(Your instructions): Rewrite the stretch from the line containing "For every instance of the white" through the end of the items, changing "white hull" to "white boat hull" and keeping everything else the same.

(Provided data):
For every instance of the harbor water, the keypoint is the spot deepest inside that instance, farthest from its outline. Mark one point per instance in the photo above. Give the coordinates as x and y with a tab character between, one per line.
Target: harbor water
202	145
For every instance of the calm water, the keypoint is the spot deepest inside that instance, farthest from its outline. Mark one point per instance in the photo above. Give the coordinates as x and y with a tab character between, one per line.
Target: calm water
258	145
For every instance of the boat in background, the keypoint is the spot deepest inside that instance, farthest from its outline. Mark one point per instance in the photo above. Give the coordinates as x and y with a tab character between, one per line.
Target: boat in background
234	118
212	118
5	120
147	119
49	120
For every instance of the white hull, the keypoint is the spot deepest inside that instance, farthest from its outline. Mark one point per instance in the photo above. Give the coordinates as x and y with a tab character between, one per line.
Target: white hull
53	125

(Exercise result):
For every instance of the white boat hull, the keypoint is the spot deepest inside that instance, farthest from its outline. Mark one point per instance in the photo above. Give the coordinates as x and y with a tab character between, one per line.
Target: white boat hull
53	125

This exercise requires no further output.